→ **Exercise brief**
Return every line of the items below that contains the word "frame".
--------------------
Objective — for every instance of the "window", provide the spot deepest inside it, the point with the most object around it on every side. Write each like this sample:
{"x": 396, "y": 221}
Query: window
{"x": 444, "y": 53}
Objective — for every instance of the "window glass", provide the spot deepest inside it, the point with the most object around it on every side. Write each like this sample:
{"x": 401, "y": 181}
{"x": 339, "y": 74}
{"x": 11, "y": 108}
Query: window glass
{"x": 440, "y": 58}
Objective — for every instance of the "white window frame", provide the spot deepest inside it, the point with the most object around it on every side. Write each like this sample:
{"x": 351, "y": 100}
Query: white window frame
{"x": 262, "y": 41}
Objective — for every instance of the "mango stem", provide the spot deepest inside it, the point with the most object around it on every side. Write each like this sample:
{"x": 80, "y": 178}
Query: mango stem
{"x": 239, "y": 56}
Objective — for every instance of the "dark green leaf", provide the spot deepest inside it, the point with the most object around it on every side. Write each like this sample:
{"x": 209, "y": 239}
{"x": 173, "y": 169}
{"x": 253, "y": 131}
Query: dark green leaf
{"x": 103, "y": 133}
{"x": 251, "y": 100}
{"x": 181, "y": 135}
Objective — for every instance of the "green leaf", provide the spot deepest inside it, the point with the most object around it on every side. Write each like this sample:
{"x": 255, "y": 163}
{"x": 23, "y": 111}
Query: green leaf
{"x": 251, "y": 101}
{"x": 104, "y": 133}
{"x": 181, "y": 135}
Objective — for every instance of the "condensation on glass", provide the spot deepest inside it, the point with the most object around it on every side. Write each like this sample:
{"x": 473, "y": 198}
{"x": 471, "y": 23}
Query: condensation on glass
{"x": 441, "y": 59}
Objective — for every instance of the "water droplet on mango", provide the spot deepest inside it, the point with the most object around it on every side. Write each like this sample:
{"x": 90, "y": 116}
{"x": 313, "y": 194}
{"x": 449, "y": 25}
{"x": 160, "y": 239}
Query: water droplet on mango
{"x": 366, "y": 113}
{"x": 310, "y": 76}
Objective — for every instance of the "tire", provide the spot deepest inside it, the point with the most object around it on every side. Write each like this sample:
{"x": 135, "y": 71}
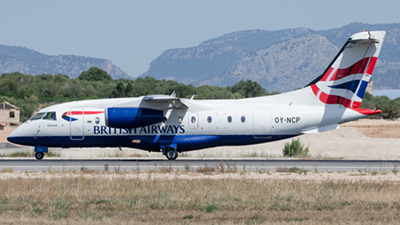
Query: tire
{"x": 39, "y": 155}
{"x": 171, "y": 154}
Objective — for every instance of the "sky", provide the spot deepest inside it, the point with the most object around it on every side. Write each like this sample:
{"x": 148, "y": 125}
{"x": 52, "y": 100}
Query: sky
{"x": 132, "y": 33}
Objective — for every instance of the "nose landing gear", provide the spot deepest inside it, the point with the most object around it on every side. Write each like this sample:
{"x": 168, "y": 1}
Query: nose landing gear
{"x": 39, "y": 152}
{"x": 39, "y": 155}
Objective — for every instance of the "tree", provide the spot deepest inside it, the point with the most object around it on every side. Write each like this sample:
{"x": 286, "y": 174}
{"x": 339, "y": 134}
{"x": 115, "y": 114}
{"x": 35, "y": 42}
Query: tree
{"x": 95, "y": 74}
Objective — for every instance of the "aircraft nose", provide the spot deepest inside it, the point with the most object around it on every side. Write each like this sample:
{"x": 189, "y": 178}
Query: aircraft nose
{"x": 16, "y": 137}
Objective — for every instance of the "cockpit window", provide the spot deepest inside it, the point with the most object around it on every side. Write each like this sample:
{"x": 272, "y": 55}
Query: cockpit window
{"x": 38, "y": 116}
{"x": 50, "y": 116}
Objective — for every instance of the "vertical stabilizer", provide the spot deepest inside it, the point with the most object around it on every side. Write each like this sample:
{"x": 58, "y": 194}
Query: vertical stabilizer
{"x": 345, "y": 80}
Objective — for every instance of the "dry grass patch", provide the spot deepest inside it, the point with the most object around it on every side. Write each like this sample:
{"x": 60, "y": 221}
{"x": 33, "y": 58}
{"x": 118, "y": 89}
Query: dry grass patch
{"x": 83, "y": 199}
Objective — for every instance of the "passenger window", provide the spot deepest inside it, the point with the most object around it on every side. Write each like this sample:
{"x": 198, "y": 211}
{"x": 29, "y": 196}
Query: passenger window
{"x": 50, "y": 116}
{"x": 38, "y": 116}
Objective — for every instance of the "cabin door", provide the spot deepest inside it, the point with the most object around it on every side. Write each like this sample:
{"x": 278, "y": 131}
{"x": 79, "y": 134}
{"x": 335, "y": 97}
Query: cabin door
{"x": 262, "y": 128}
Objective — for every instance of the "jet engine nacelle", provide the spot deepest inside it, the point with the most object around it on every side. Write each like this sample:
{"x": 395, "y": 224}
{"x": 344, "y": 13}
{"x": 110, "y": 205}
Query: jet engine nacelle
{"x": 130, "y": 117}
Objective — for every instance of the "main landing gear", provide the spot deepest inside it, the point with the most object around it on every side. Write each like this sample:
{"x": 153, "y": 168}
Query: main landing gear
{"x": 170, "y": 153}
{"x": 39, "y": 152}
{"x": 39, "y": 155}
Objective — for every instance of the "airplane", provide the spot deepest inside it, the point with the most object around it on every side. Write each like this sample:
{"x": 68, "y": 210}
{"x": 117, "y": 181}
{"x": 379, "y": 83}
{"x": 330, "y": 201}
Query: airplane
{"x": 171, "y": 125}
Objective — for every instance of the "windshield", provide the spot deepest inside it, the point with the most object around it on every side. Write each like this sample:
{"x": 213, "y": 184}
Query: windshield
{"x": 50, "y": 116}
{"x": 38, "y": 116}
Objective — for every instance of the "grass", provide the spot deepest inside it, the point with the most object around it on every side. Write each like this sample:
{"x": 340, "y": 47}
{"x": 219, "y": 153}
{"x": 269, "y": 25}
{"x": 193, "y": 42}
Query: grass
{"x": 118, "y": 200}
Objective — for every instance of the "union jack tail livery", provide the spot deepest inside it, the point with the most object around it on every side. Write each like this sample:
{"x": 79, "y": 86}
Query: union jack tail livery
{"x": 345, "y": 80}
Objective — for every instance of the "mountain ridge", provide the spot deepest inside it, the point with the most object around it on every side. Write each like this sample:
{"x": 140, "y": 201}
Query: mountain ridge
{"x": 25, "y": 60}
{"x": 215, "y": 61}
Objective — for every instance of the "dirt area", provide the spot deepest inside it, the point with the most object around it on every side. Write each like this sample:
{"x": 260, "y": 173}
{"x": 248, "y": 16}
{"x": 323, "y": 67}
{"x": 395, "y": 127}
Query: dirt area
{"x": 376, "y": 128}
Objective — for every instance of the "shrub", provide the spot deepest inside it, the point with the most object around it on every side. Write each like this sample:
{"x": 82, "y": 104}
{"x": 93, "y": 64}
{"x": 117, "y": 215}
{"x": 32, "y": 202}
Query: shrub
{"x": 294, "y": 149}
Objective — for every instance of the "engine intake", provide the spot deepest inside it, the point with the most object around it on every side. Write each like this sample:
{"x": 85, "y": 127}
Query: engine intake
{"x": 130, "y": 117}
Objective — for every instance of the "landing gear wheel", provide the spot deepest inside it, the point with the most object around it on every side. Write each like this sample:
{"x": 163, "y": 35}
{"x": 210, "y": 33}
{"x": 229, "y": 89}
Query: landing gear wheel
--------------------
→ **Response**
Objective — for every instance of the "white window frame", provide the spot deepest inside it, the point with the most object around it on every side. Write each like this sample:
Query: white window frame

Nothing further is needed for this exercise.